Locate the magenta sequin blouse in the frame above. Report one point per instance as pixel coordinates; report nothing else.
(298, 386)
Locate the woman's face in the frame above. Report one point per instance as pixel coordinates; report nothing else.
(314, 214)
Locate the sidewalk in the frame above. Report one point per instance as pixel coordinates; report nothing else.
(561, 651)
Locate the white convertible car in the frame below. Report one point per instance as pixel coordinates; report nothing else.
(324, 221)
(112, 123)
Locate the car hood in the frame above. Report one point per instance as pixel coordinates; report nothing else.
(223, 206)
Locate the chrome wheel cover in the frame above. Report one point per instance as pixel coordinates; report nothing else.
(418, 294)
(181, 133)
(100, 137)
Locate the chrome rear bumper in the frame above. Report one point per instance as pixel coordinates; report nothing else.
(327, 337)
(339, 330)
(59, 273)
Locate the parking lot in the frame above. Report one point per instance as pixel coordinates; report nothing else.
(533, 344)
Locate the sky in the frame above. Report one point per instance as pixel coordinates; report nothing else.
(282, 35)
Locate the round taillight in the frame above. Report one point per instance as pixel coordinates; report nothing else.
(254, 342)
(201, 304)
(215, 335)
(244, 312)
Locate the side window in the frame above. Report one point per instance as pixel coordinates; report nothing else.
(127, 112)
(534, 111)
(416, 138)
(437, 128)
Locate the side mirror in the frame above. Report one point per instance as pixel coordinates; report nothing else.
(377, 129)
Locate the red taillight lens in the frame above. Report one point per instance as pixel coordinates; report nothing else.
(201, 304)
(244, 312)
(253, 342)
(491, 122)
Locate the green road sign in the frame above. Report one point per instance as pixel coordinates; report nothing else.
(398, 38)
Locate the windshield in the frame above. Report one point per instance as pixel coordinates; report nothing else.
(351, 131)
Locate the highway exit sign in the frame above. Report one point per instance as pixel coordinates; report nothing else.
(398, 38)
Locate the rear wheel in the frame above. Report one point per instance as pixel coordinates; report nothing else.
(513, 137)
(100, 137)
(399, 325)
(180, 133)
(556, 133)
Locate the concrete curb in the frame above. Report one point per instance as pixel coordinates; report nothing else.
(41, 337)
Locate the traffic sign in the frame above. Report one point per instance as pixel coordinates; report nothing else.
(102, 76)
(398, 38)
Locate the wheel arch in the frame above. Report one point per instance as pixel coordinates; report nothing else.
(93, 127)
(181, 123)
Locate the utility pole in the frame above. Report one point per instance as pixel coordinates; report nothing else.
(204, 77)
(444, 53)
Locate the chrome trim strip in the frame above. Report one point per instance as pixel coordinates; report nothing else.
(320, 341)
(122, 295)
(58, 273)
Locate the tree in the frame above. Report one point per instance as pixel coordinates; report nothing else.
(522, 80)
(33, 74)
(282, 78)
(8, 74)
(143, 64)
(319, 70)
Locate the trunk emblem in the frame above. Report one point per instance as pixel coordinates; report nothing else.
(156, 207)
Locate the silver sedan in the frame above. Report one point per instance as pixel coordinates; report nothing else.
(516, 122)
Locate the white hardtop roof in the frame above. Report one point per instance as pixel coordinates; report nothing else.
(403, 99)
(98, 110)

+--

EXERCISE REQUIREMENTS: Rewrite the listing above as a Markdown table with the columns "Row" and "Line", giving each line its own numbered row and leaving out any blank lines.

WRITTEN SOLUTION:
| Row | Line |
|---|---|
| 1 | Locate the magenta sequin blouse in the frame above. Report one point per instance as pixel coordinates; report nothing else. |
| 2 | (298, 386) |
| 3 | Locate the woman's face in the frame above. Report one point per instance as pixel coordinates; report nothing else. |
| 4 | (314, 214) |
| 5 | Locate the sidewalk in the frame above. Report one point per instance as pixel coordinates; report nothing else. |
| 6 | (561, 651) |
| 7 | Locate the white convertible car in the frame below. Report one point per instance as pixel coordinates; report nothing else. |
| 8 | (324, 221) |
| 9 | (112, 123) |
| 10 | Locate the car hood in the frame above. Report one point per instance as pixel coordinates; report nothing else. |
| 11 | (223, 206) |
| 12 | Locate the chrome wheel cover in the frame above. Report one point per instance as pixel coordinates; report nothing else. |
| 13 | (418, 294) |
| 14 | (181, 133) |
| 15 | (100, 137) |
| 16 | Locate the chrome rear bumper in the frame above. Report one point per instance as pixel coordinates; report nothing else. |
| 17 | (327, 337) |
| 18 | (339, 330) |
| 19 | (59, 273) |
| 20 | Locate the parking lot in the frame above. Report one point per instance as pixel coordinates; report nothing else. |
| 21 | (533, 344) |
| 22 | Locate the sky in the frame above. Report one point per instance as pixel coordinates; report nothing else. |
| 23 | (282, 35) |
| 24 | Locate the round taillight in the frame above. Report one point per instance as pixel coordinates; report nothing else. |
| 25 | (254, 342) |
| 26 | (201, 304) |
| 27 | (215, 335) |
| 28 | (244, 312) |
| 29 | Locate the side window in the frame above. Report one point per instance as pixel coordinates; report nothing else. |
| 30 | (127, 112) |
| 31 | (534, 111) |
| 32 | (416, 138) |
| 33 | (437, 128) |
| 34 | Locate the side mirror in the frame above. Report one point per instance as pixel coordinates; report nothing else. |
| 35 | (377, 129) |
| 36 | Locate the red taillight lens in the frame above. Report one point per instance as pixel coordinates; report nothing else. |
| 37 | (201, 304) |
| 38 | (244, 312) |
| 39 | (253, 342) |
| 40 | (491, 122) |
| 41 | Locate the green road sign in the frame above. Report one point per instance as pixel coordinates; report nothing else. |
| 42 | (398, 38) |
| 43 | Locate the windshield in the frame above. Report one point per instance as pixel coordinates; report nothing else. |
| 44 | (351, 131) |
| 45 | Locate the highway exit sign in the frame above. Report one point per instance as pixel coordinates; report nothing else. |
| 46 | (398, 38) |
| 47 | Locate the rear wheel in the frame above. Report one point per instance as pixel coordinates; report nothing else. |
| 48 | (513, 137) |
| 49 | (100, 137) |
| 50 | (399, 325) |
| 51 | (180, 133) |
| 52 | (556, 133) |
| 53 | Locate the concrete curb in the frame above. Report one point per instance as pixel coordinates; report nothing else. |
| 54 | (41, 337) |
| 55 | Locate the traffic sign in the frame above. Report one point per instance as pixel coordinates; report nothing else. |
| 56 | (102, 76) |
| 57 | (398, 38) |
| 58 | Locate the wheel arch in the frame above. Report one point per instance as pixel coordinates; report nothing else. |
| 59 | (93, 127) |
| 60 | (181, 123) |
| 61 | Locate the utility pole in the frame above. Report one point per instance as pixel coordinates; report nothing else. |
| 62 | (204, 77) |
| 63 | (444, 53) |
| 64 | Locate the chrome trim strip in the frame above. Report one point per instance as pixel coordinates; report nothing else. |
| 65 | (320, 341) |
| 66 | (122, 295) |
| 67 | (58, 273) |
| 68 | Locate the tree in the frame above. Report one point per instance as pixel coordinates; report nothing else. |
| 69 | (522, 80) |
| 70 | (33, 74) |
| 71 | (282, 78) |
| 72 | (8, 74) |
| 73 | (143, 64) |
| 74 | (319, 70) |
| 75 | Locate the trunk emblem in the frame above. Report one point per instance as pixel coordinates; report nothing else. |
| 76 | (156, 207) |
| 77 | Locate the silver sedan in the frame above. Report one point per instance as pixel coordinates; report nothing else. |
| 78 | (516, 122) |
| 79 | Locate the white hardtop roof in the frame above. Report one point per instance as pixel coordinates; report nothing else. |
| 80 | (403, 99) |
| 81 | (98, 110) |